*Задача*:
Определите, согласуются ли с текстом о соперничестве кланов Ямана и Хосокава утверждения 1–3. Для каждого ответьте «да» или «нет» и приведите дословно те слова текста, которые решают вопрос.
1. Кацумото Хосокава приходился зятем своему злейшему врагу.
2. Когда Ёсимаса Асикага собрался отречься, у него уже были собственные сыновья.
3. Клан Ямана поддержал притязания Ёсими.

*Фрагмент текста*:
Его злейший враг, Кацумото Хосокава, был его зятем. Этот человек прославился как раз иным — полным спокойствием (по крайней мере, внешним) во время ситуаций, доводивших Красного Монаха до нервного срыва. Кацумото заслужил уважение своих людей, он старался лично не участвовать во всяческих столичных интригах.
Несколько лет оба клана вели политику вмешательства в дела других самурайских домов. Споры из-за наследования, как известно, могут стать предметом раздоров не только в династиях государей. Особенно преуспели в интригах Ямана. Они подбирали союзников для будущего столкновения с Хосокава.
Бережно взращенный вооруженный конфликт созрел, когда сёгун Ёсимаса Асикага намеревался отречься от власти. Для японской политики, знавшей монахов-императоров, такой поворот был чем-то новым. Но Ёсимаса не собирался устраивать какое-то «теневое правление». Он был поэтической натурой, обожал все изящное. Политика к этой категории не принадлежала, времени на управление государством не хватало. Вот разве что о сборе налогов Ёсимаса не забывал — страсть сёгуна к изящному оказалась бременем для всей страны. На развлечения расходовались огромные средства, сёгун даже заложил свои доспехи — случай, невероятный для высшего самурая. Видимо, он посчитал, что это ни к чему…
Но нужно было передать кому-то титул. А своих сыновей у Ёсимасы не было. Не было и твердого закона о наследовании поста сёгуна.
Поэтому Ёсимаса Асикага вызвал из монастыря младшего брата Ёсими и объявил ему, что тот станет сёгуном. Более неожиданной карьеры для юного монаха нельзя было и вообразить.
И все прошло бы нормально, но случилось то, что и привело к несчастью: супруга Ёсимасы родила, наконец, сына. И она стала настаивать на том, что младенец должен быть сёгуном.
Клан Ямана принял сторону еще ничего не соображающего младенца Ёсихасы, а Кацумото Хосокава выбрал поддержку Ёсими. Вот теперь все было готово к серьезным действиям, благо сил у двух кланов оказалось достаточно для хорошей войны. А полем боя решили сделать столицу. Тактические характеристики улиц и домов северных кварталов, подходящие позиции и места для расположения ставок полководцев оба клана выяснили заблаговременно.
Надо отдать должное нашему любителю изящных искусств: Ёсимаса Асикага, видя военные приготовления, опомнился первым. Сёгун четко и однозначно заявил двум кланам: те, кто нанесут первый удар, окажутся мятежниками, объявленными вне закона. От мятежного клана могли легко разбежаться союзники, а его владения мог атаковать кто угодно.
Но полностью охладить горячие головы сёгун так и не сумел. Естественное решение возникало само собой: если нанесший первый удар станет мятежником, значит, надо спровоцировать противника на первый удар. И спровоцированным оказался спокойный и рассудительный Хосокава.

Данные локализации: одна точка на каждый объект
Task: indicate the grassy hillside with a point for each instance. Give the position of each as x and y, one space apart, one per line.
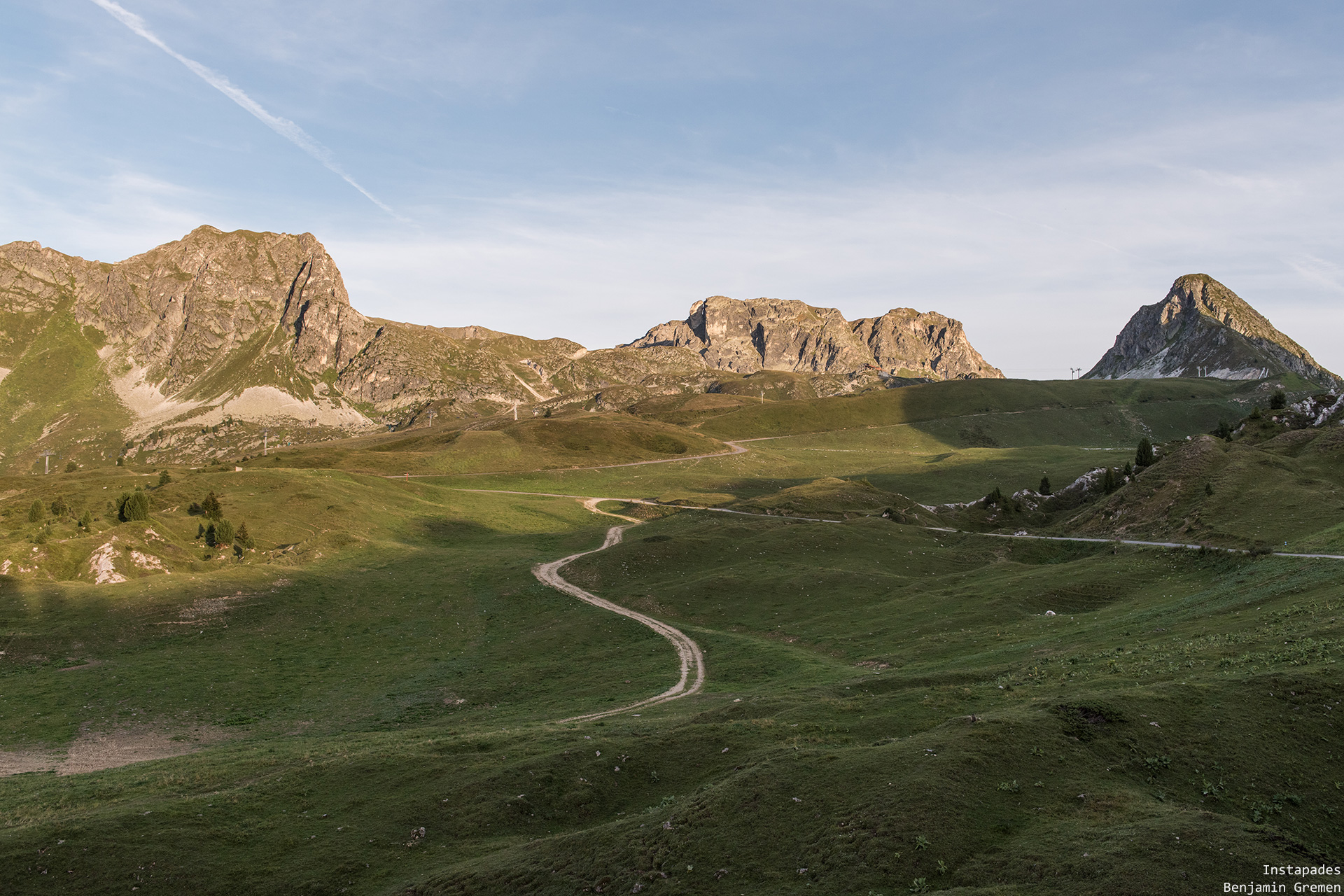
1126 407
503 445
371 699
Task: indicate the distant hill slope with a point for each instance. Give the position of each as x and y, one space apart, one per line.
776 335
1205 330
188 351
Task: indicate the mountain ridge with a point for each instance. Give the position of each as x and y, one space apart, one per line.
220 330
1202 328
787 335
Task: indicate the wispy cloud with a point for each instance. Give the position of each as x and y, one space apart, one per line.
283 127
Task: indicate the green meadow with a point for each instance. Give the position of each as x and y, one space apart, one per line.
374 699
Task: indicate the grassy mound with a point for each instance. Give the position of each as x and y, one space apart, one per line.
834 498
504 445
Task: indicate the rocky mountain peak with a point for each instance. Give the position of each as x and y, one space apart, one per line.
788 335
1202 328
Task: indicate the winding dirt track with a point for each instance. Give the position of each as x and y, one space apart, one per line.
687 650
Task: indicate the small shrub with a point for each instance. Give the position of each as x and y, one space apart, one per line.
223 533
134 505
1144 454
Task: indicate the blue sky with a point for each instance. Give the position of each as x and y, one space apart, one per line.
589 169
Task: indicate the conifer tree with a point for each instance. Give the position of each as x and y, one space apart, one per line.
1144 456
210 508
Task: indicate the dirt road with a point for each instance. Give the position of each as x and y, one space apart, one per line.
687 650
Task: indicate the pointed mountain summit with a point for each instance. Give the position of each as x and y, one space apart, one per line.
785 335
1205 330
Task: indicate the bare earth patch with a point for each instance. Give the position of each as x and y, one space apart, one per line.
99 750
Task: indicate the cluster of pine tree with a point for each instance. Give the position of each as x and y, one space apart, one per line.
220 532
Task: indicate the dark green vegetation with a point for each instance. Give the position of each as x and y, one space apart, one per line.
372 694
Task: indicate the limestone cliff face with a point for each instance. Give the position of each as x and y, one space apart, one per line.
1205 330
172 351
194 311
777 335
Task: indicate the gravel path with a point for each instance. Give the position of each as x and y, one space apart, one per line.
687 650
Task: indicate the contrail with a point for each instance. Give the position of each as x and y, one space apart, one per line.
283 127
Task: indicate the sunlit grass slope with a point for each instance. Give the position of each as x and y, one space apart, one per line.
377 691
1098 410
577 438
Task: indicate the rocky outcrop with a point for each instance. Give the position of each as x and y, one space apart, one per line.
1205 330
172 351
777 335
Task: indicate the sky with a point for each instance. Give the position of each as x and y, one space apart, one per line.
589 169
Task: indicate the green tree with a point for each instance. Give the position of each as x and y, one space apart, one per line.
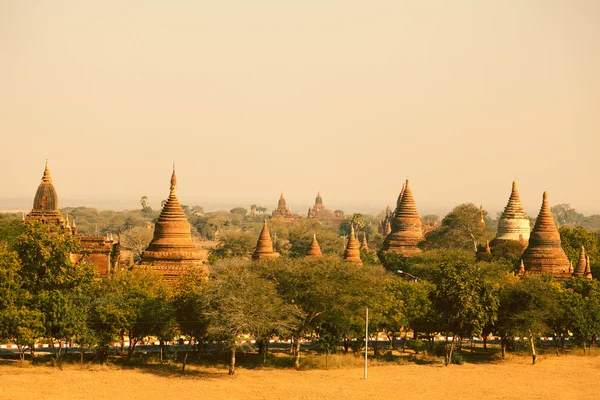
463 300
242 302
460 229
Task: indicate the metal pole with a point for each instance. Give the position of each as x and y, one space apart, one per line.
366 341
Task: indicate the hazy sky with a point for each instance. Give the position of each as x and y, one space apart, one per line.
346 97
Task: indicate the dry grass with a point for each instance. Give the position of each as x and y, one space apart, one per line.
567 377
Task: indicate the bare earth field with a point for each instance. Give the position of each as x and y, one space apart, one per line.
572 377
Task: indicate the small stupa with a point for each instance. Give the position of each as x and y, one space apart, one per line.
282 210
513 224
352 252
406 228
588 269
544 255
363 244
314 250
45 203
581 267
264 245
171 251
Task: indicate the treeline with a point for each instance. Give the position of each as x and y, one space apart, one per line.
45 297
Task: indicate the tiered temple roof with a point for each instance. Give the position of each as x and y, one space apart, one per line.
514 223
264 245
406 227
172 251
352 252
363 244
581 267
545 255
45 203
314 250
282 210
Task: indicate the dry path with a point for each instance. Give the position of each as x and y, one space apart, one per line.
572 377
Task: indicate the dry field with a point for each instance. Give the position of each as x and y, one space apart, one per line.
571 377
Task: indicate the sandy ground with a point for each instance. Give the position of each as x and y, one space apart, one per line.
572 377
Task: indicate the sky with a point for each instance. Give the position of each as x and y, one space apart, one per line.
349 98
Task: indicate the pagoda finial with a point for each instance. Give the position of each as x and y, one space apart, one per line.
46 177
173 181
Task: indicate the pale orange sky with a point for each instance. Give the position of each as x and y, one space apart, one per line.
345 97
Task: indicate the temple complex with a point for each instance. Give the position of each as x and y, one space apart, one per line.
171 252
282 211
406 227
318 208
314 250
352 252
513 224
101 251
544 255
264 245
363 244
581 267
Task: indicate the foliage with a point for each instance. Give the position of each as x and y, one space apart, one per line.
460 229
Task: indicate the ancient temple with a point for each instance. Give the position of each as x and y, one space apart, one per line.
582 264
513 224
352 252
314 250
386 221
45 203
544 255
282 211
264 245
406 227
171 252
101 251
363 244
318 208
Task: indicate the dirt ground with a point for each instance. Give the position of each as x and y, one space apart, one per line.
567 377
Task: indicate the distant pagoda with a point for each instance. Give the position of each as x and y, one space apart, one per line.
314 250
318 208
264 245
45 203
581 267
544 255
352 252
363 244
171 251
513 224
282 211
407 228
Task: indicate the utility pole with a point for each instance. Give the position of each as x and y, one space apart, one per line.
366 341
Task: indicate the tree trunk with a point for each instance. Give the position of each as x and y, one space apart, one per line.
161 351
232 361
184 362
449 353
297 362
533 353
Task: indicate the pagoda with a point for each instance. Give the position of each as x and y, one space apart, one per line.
---
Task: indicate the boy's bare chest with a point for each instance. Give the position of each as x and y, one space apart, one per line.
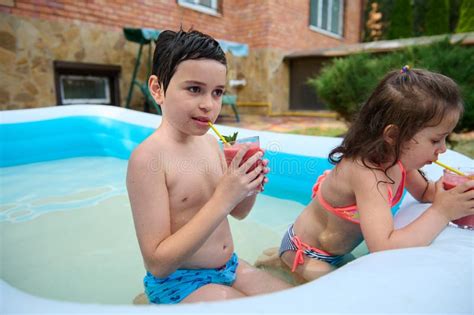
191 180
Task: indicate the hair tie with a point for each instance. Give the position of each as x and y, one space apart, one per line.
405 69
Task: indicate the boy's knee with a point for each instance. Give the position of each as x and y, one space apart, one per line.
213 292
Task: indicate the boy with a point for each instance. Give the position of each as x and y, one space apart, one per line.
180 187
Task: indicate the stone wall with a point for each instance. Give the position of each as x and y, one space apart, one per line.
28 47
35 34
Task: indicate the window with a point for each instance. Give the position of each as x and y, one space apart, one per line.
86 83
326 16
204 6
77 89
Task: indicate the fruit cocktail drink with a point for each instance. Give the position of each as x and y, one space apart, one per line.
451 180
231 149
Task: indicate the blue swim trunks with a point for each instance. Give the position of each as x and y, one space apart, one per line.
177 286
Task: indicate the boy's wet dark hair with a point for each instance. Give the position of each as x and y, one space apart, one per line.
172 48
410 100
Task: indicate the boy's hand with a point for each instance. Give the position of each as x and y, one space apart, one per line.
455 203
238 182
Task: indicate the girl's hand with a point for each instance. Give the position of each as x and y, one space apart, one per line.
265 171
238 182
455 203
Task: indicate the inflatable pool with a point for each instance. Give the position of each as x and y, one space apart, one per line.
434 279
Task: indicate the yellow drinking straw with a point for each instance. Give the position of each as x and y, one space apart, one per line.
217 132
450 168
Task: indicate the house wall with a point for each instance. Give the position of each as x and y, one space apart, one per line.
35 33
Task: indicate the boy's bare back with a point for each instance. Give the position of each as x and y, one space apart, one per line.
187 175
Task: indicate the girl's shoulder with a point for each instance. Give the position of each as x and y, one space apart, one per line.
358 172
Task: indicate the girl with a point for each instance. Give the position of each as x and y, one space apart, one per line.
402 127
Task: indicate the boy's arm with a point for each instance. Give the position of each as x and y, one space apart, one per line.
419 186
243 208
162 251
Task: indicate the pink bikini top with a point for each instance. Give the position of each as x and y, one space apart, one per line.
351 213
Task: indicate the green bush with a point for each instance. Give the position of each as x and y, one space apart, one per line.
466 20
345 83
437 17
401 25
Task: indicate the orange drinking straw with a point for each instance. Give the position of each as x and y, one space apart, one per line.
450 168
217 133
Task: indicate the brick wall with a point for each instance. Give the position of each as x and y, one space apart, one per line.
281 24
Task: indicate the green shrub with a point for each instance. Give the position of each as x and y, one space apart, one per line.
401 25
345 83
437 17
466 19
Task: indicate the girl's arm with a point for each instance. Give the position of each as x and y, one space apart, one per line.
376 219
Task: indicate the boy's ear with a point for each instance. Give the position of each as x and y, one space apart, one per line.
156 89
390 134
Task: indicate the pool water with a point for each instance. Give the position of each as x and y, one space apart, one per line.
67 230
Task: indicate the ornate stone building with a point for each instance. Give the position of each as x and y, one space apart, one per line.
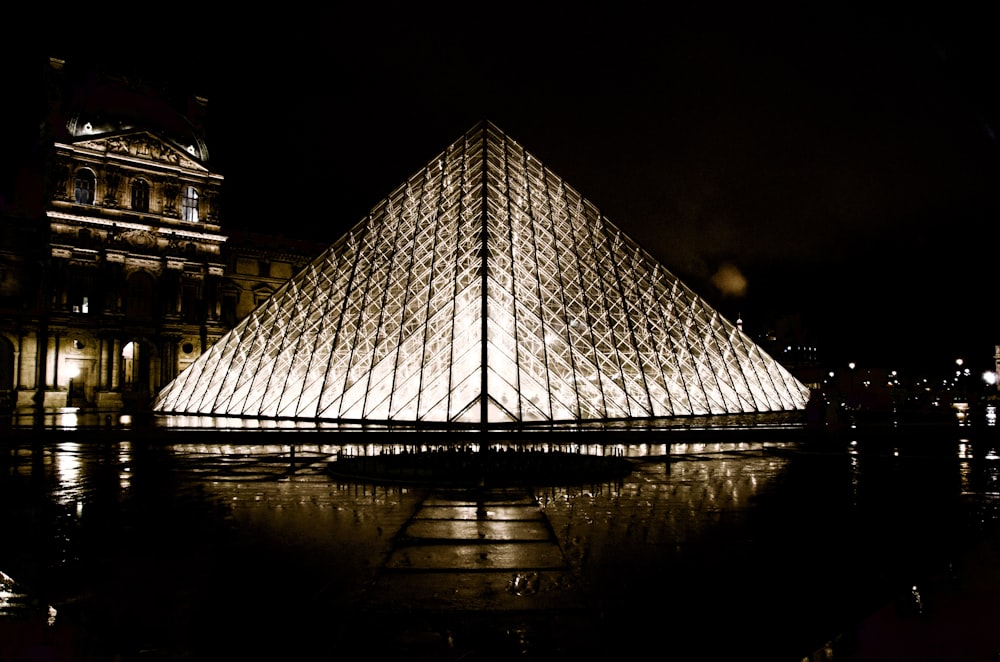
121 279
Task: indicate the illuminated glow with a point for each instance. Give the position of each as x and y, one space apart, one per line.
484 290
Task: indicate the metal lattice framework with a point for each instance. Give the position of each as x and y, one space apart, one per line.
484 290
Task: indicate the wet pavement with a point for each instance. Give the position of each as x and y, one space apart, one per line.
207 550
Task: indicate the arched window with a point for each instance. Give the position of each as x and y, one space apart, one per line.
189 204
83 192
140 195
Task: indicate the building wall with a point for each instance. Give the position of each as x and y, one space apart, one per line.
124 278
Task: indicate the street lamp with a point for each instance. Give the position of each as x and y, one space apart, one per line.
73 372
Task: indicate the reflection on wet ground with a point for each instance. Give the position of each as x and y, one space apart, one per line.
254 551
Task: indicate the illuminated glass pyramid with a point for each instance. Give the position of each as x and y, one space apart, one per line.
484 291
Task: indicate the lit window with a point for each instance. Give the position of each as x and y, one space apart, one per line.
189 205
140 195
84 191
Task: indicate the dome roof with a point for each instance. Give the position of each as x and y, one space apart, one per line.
* * *
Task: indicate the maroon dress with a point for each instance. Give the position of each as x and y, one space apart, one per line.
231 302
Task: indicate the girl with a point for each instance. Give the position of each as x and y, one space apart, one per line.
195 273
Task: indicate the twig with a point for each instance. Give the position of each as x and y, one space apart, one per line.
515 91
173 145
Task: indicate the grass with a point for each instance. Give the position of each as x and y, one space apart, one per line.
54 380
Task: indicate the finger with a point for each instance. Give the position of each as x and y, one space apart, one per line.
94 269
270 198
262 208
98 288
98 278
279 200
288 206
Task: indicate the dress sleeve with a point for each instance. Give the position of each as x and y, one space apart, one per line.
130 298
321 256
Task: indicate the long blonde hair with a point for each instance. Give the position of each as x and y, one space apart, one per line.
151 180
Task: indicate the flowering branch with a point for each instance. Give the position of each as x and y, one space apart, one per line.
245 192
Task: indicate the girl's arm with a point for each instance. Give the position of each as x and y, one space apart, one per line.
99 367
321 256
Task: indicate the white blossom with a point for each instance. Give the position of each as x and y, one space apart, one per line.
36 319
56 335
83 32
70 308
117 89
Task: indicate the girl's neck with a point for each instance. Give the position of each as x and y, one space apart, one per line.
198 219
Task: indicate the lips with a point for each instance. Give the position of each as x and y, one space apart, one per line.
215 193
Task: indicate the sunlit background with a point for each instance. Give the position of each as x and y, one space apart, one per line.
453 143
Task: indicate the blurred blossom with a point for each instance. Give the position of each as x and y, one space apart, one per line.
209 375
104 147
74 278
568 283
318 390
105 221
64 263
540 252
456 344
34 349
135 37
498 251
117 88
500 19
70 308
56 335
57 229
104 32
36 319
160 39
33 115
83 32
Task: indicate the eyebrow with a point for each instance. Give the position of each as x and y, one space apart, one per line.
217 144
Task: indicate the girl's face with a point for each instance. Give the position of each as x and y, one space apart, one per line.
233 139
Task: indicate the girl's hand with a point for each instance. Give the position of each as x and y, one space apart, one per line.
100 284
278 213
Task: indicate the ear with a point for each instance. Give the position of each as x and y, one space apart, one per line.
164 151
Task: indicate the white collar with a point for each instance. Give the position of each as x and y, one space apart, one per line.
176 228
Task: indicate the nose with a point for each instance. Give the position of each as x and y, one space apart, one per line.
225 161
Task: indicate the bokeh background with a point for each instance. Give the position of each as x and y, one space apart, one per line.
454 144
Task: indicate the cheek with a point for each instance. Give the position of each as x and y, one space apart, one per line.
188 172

*Ответ*:
1. Да: «Его злейший враг, Кацумото Хосокава, был его зятем».
2. Нет: «А своих сыновей у Ёсимасы не было».
3. Нет: «Клан Ямана принял сторону еще ничего не соображающего младенца Ёсихасы, а Кацумото Хосокава выбрал поддержку Ёсими».